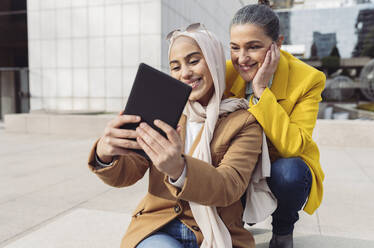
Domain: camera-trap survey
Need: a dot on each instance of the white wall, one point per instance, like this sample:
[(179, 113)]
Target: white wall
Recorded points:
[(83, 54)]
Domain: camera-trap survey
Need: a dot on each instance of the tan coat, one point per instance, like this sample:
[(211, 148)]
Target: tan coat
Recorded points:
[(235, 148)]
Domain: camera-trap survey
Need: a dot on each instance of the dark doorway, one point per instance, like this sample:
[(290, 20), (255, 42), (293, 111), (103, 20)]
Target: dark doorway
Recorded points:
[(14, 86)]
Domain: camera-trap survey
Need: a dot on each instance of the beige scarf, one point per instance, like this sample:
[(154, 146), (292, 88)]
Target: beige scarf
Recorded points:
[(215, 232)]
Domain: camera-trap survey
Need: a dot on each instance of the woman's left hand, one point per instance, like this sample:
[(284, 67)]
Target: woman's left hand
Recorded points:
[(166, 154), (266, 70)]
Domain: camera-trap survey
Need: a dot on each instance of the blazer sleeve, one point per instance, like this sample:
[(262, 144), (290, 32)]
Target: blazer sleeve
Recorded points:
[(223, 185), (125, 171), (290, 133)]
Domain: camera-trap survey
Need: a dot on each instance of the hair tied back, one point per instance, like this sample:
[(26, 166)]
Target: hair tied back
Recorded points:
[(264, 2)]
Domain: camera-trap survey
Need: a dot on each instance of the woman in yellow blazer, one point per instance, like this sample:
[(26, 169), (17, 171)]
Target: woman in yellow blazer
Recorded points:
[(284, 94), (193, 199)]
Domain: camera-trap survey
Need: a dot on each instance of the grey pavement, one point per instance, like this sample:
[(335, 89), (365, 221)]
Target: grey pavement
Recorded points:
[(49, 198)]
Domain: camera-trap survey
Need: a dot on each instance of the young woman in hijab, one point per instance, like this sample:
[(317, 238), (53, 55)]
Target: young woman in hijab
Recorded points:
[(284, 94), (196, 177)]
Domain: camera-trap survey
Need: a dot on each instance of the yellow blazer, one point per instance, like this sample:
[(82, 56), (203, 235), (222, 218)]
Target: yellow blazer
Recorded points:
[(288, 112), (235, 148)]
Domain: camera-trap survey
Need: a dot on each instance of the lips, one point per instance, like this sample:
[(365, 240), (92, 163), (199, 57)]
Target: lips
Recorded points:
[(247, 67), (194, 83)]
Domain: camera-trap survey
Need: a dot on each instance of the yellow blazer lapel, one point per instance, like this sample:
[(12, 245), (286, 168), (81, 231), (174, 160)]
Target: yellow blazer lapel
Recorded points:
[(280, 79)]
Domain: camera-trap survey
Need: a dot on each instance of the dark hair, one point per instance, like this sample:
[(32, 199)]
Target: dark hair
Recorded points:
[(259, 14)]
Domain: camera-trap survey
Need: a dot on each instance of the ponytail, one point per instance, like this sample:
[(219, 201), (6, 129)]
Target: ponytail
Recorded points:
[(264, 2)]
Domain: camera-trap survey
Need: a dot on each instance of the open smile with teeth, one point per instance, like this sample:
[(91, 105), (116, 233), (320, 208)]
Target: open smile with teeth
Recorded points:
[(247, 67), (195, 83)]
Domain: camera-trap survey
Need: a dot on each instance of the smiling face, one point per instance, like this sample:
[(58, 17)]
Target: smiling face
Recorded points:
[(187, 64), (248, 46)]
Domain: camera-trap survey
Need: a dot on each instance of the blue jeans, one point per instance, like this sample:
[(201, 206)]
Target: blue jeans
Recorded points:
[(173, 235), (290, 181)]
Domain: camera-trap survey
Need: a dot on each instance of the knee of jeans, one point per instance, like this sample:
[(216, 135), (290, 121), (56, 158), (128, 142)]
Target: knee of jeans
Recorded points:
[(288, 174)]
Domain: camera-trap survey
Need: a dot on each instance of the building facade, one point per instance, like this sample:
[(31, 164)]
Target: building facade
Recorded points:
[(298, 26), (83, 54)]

★ ★ ★ ★

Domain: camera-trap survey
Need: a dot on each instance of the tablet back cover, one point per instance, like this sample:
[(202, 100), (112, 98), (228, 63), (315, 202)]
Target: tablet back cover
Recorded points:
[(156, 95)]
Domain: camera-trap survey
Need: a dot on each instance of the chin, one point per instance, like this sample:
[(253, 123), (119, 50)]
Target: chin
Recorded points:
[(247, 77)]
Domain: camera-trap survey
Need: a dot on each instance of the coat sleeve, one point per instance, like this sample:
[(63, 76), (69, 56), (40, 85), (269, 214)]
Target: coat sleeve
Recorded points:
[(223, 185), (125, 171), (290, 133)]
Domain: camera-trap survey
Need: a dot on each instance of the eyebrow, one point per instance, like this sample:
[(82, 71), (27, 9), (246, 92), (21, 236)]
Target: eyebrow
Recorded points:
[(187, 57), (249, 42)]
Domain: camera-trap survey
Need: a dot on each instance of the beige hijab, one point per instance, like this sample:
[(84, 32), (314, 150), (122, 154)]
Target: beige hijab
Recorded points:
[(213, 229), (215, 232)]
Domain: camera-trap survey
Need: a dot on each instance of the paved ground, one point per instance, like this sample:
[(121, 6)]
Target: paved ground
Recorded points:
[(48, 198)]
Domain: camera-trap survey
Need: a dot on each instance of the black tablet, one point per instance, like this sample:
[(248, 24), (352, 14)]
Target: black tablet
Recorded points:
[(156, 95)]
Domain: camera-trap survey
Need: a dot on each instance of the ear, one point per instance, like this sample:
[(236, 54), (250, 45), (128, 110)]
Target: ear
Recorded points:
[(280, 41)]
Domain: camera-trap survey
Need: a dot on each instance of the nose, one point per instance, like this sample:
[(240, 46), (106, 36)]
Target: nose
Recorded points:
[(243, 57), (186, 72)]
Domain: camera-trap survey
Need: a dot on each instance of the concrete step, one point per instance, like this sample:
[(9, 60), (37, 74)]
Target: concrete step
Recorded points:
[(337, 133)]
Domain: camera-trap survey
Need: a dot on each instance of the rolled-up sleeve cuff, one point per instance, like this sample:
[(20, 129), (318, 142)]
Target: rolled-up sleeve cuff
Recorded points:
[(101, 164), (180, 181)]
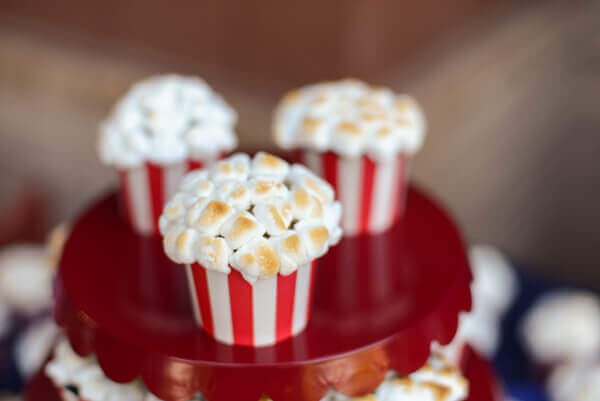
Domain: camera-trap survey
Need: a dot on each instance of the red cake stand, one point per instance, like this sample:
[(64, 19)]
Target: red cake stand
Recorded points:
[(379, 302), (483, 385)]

★ ★ ★ ★

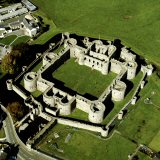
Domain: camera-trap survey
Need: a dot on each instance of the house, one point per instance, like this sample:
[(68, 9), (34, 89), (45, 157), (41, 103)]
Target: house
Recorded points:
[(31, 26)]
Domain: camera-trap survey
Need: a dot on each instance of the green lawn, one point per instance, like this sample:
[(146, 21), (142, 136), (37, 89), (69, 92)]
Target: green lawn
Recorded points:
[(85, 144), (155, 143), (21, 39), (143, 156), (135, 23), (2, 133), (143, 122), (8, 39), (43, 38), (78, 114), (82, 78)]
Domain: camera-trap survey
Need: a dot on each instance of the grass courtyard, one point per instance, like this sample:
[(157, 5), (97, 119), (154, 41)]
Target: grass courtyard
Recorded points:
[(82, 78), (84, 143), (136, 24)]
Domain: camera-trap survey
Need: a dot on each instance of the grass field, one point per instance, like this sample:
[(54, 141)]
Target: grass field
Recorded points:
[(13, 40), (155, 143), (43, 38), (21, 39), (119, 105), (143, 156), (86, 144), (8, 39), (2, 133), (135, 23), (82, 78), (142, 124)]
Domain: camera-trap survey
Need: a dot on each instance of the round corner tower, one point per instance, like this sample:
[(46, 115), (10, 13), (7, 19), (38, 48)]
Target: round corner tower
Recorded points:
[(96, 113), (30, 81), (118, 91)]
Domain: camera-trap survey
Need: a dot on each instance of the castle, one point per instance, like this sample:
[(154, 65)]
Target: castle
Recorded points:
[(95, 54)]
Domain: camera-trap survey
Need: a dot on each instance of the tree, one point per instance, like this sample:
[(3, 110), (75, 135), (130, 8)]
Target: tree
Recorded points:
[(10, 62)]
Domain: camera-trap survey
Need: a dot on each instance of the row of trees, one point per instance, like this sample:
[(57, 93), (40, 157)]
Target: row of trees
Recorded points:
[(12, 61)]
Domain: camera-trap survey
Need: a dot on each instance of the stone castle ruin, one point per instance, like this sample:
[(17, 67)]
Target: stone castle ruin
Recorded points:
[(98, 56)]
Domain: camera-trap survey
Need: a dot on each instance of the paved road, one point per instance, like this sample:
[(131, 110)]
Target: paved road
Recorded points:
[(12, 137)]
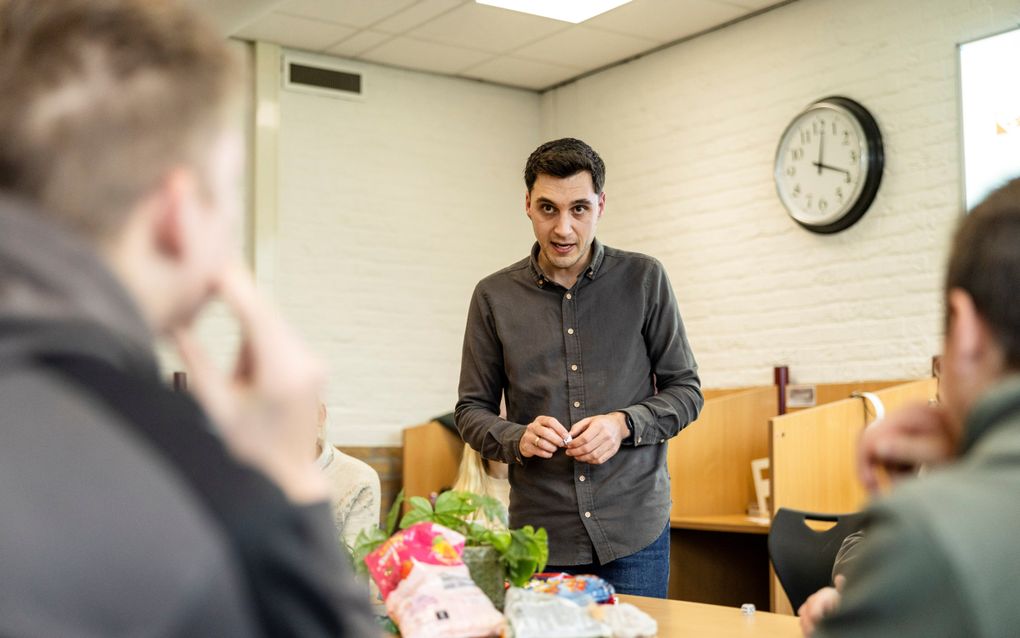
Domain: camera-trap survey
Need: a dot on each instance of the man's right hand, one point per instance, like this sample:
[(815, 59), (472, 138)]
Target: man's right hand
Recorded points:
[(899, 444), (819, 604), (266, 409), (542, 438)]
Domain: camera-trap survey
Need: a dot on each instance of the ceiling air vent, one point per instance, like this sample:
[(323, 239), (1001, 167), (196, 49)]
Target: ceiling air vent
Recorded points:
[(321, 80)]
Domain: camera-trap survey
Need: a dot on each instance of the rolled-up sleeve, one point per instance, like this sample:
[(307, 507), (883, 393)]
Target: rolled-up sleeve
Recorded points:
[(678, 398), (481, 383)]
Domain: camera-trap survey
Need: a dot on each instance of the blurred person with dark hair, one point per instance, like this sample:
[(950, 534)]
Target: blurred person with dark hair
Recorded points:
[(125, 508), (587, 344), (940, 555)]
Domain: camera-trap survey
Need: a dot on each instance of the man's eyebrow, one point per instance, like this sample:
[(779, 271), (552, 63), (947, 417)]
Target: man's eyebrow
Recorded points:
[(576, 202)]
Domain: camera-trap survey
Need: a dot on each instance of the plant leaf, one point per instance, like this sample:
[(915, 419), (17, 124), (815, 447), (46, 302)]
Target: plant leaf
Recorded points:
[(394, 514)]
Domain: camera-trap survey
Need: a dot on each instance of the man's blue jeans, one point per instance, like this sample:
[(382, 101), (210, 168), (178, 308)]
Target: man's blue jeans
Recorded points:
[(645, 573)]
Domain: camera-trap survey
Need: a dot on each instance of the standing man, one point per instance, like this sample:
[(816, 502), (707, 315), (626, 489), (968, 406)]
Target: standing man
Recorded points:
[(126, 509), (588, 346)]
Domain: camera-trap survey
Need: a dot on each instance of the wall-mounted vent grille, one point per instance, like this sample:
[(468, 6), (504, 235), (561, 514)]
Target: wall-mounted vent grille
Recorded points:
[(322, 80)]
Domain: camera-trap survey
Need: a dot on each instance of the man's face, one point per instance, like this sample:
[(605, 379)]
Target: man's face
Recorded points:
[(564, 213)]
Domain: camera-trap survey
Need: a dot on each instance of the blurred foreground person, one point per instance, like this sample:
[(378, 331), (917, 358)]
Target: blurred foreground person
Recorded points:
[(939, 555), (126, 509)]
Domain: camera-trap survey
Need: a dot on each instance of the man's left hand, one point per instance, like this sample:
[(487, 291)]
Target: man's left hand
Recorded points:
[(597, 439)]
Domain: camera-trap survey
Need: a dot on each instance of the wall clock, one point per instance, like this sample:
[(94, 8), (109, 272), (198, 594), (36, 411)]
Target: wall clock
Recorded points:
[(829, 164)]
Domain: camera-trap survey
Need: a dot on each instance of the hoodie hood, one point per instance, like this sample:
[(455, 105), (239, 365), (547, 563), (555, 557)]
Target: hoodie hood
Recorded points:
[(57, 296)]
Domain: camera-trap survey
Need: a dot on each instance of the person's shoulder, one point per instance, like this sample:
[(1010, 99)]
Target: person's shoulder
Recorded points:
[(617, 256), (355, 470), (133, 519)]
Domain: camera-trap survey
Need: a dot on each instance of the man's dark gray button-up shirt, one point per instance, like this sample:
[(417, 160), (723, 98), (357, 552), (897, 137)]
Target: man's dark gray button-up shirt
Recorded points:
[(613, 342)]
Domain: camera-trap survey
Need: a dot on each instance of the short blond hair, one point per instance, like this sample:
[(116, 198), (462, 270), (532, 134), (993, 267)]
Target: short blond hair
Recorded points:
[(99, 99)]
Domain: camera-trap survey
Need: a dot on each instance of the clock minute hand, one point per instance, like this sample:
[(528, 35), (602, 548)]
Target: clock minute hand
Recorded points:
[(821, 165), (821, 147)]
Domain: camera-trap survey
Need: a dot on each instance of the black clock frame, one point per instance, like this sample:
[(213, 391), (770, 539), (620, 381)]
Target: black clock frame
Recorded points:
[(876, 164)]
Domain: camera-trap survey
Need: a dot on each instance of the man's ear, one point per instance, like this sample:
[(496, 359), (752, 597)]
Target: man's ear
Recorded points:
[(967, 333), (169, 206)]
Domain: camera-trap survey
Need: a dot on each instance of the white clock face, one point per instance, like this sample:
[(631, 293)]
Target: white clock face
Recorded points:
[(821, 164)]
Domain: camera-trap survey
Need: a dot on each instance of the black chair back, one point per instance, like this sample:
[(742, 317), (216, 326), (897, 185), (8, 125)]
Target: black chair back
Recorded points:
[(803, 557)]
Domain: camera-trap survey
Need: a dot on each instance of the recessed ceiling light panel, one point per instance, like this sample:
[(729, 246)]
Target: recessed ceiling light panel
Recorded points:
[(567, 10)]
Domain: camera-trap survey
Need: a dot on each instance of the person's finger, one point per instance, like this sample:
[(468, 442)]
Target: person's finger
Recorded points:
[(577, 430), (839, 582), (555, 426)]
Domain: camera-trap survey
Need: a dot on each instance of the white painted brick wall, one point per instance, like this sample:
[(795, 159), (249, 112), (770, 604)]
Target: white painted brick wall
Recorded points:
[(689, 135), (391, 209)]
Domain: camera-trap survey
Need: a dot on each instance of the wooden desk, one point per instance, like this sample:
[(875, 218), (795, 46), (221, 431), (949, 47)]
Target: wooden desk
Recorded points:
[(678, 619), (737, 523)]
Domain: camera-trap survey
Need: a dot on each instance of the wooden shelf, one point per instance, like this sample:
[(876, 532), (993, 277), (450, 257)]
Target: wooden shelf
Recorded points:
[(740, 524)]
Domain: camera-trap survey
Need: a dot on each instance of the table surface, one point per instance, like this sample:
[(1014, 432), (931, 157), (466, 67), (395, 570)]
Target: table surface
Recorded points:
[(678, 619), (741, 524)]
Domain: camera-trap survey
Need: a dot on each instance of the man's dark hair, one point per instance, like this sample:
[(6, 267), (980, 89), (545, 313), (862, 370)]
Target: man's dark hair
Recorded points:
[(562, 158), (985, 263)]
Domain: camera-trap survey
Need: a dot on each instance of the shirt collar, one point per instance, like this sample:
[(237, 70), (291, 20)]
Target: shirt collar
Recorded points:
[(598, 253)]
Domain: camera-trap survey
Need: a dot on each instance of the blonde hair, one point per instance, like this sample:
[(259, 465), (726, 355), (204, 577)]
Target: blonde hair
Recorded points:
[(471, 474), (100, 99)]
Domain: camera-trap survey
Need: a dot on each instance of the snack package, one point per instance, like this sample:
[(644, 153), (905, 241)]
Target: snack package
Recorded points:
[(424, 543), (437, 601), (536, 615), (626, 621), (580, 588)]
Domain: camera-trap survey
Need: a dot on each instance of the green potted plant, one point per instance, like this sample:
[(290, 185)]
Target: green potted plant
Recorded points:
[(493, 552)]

★ ★ ★ ★

= The task =
Copy out each line of the listing above that contains the string "eyebrow", and treat matches as case-sensitive.

= Solved exercise =
Need: a dot on each instance of the eyebrow, one point per instance, like this sample:
Target: eyebrow
Need: a dot on each instance of the man's eyebrow, one point per instance, like this sample:
Target: man's eyebrow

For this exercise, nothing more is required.